Stored data:
==*==

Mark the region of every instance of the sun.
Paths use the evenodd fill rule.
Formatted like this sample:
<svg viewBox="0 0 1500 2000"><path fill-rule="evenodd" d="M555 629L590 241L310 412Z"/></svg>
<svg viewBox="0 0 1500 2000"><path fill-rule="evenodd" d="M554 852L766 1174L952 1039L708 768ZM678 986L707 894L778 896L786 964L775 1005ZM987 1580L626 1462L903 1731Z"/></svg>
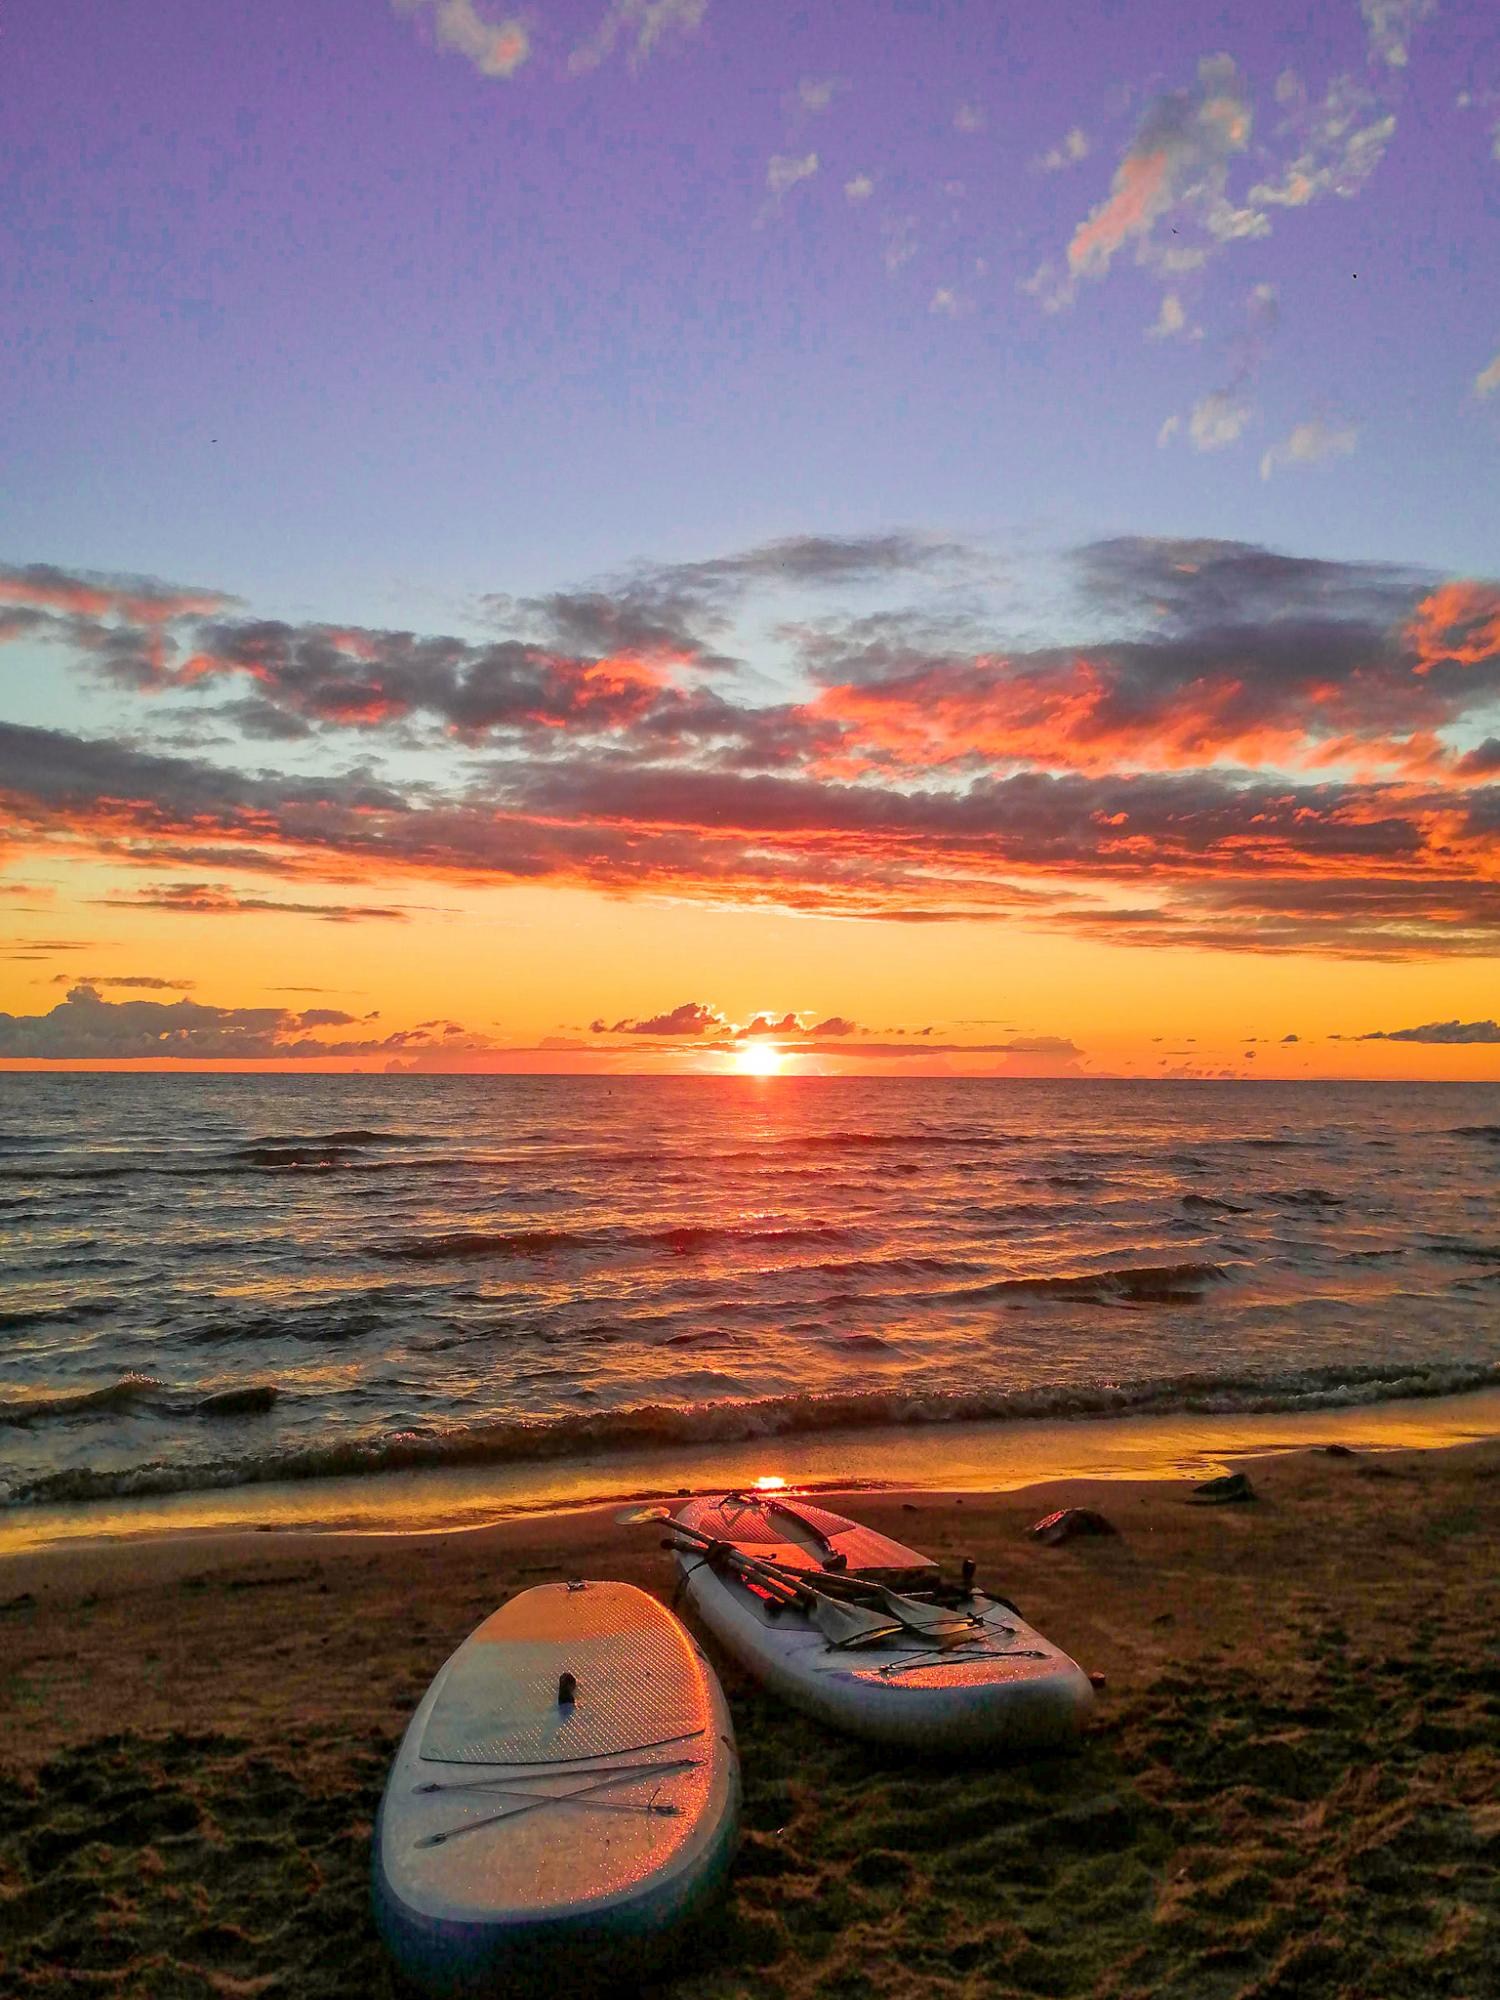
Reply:
<svg viewBox="0 0 1500 2000"><path fill-rule="evenodd" d="M774 1042L749 1042L734 1059L741 1076L780 1076L782 1055Z"/></svg>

==*==

> **WORK REQUIRED**
Using the entries above, output exactly the lines between the line holding "Formatted like this" and the line holding "852L766 1174L952 1039L708", end lines included, and nothing more.

> **RESULT FOR THIS TASK**
Formatted like this sample:
<svg viewBox="0 0 1500 2000"><path fill-rule="evenodd" d="M555 629L590 241L310 412Z"/></svg>
<svg viewBox="0 0 1500 2000"><path fill-rule="evenodd" d="M554 852L766 1174L952 1039L708 768ZM678 986L707 894L778 896L786 964L775 1005ZM987 1580L626 1462L903 1731Z"/></svg>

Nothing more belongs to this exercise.